__Task to carry out__
In the data below, how many lines contain the string "white", matching case exactly? Reply with the number only.
begin Available data
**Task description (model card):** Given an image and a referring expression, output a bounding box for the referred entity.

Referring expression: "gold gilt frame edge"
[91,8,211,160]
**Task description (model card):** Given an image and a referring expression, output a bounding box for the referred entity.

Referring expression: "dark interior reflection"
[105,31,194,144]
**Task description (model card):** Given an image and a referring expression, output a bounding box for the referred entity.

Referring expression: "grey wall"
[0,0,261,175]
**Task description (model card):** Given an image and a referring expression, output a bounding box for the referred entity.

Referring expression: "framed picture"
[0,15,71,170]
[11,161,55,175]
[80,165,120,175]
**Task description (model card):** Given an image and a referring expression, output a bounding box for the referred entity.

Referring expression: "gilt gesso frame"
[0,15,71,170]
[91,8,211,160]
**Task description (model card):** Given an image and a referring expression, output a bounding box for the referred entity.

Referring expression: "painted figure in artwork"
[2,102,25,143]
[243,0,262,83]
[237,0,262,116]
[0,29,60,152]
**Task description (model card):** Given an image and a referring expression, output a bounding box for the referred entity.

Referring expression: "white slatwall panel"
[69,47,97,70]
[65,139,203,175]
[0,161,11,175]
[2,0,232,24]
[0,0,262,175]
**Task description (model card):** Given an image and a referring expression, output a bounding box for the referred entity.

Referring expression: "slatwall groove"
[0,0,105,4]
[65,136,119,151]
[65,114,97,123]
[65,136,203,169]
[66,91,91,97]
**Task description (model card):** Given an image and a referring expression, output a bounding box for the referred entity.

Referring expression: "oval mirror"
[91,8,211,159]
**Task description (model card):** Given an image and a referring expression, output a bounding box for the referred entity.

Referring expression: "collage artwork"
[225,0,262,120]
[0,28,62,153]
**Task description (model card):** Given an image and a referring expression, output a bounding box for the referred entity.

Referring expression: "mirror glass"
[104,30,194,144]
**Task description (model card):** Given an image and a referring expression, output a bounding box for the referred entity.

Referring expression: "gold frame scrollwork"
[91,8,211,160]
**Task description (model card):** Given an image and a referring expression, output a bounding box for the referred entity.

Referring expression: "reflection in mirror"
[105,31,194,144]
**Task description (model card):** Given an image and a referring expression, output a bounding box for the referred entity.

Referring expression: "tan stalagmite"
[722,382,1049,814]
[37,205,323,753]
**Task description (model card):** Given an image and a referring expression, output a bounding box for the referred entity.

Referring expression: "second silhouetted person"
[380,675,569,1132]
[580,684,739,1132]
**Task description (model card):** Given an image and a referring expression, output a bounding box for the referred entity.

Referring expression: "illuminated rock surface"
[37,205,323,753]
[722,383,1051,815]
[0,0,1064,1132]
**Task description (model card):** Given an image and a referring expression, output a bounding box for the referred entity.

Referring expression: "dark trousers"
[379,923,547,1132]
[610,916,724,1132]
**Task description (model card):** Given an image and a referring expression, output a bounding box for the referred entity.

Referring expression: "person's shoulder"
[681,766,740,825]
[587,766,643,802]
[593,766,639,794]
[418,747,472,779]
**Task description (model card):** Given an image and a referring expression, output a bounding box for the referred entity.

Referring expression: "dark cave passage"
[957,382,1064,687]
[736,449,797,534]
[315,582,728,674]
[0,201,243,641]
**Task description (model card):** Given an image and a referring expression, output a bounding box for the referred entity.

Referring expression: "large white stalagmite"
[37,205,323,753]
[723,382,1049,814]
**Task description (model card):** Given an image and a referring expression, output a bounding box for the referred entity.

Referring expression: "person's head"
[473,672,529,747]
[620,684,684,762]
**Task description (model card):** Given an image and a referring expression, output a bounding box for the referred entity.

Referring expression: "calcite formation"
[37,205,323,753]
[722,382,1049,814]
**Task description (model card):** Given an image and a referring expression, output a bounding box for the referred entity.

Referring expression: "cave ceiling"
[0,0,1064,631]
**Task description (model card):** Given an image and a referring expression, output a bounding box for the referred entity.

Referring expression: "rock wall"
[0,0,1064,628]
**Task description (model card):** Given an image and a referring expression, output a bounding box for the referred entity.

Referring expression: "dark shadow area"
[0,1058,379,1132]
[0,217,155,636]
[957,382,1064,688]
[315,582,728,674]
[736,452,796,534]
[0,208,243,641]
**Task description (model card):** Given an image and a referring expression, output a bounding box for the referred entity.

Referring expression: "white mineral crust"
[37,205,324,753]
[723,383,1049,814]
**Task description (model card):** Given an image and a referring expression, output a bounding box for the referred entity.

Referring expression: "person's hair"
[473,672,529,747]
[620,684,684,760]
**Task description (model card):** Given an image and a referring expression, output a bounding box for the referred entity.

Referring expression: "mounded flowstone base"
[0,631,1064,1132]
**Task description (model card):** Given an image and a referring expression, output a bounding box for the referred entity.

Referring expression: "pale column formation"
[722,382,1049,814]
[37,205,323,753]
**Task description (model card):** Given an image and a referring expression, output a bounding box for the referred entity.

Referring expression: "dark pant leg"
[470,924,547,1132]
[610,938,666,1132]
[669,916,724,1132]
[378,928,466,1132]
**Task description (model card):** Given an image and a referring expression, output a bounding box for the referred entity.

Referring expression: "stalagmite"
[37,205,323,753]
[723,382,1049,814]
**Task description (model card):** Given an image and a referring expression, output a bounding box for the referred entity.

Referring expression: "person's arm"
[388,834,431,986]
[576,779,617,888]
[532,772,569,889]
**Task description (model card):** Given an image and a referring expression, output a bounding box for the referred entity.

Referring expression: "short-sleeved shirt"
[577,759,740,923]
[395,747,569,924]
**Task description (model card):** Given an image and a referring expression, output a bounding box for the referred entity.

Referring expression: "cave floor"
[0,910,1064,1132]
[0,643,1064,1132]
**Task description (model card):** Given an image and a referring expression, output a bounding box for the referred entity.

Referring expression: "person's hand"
end Available data
__Output of the exercise__
3